— BEGIN Data provided —

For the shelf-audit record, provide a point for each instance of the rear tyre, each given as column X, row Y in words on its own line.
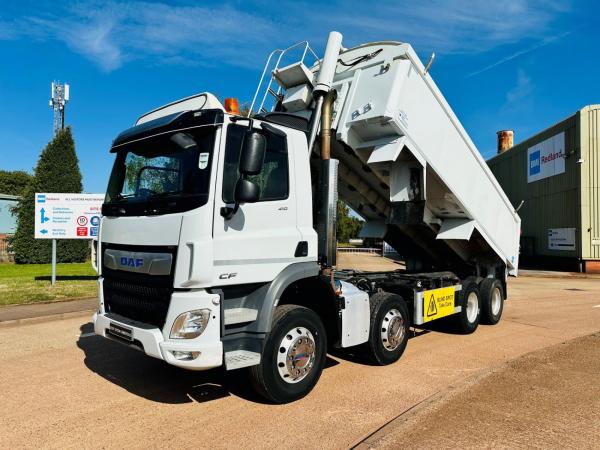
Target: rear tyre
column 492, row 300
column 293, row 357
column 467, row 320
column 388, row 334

— END Data provided —
— BEGIN Data provided —

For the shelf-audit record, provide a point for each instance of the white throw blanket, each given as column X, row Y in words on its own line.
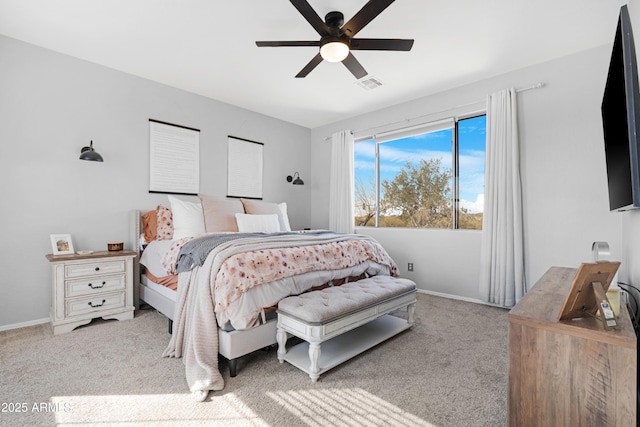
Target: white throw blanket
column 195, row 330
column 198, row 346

— END Data provided —
— BEGIN Data provided —

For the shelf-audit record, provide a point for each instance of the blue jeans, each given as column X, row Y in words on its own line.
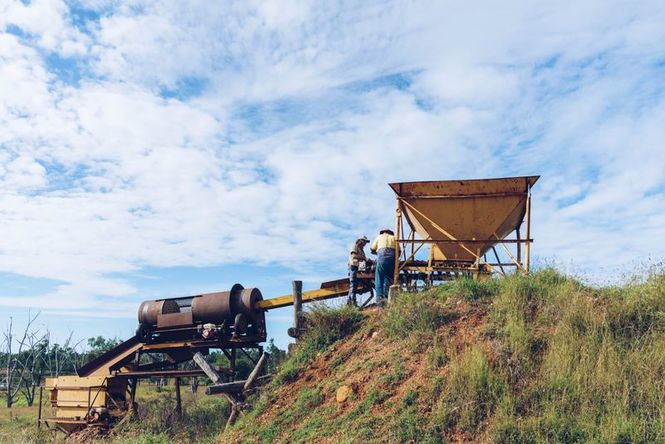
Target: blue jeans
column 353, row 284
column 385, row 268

— END Data provided —

#### Task objective
Pull out the records from the line containing "of the white" through the line containing "column 198, row 346", both included, and reproduce them word for word. Leave the pictures out.

#### Exercise response
For the shelf-audit record, provide a point for each instance of the white throw blanket, each given as column X, row Y in words on its own line.
Target: white throw blanket
column 195, row 330
column 198, row 346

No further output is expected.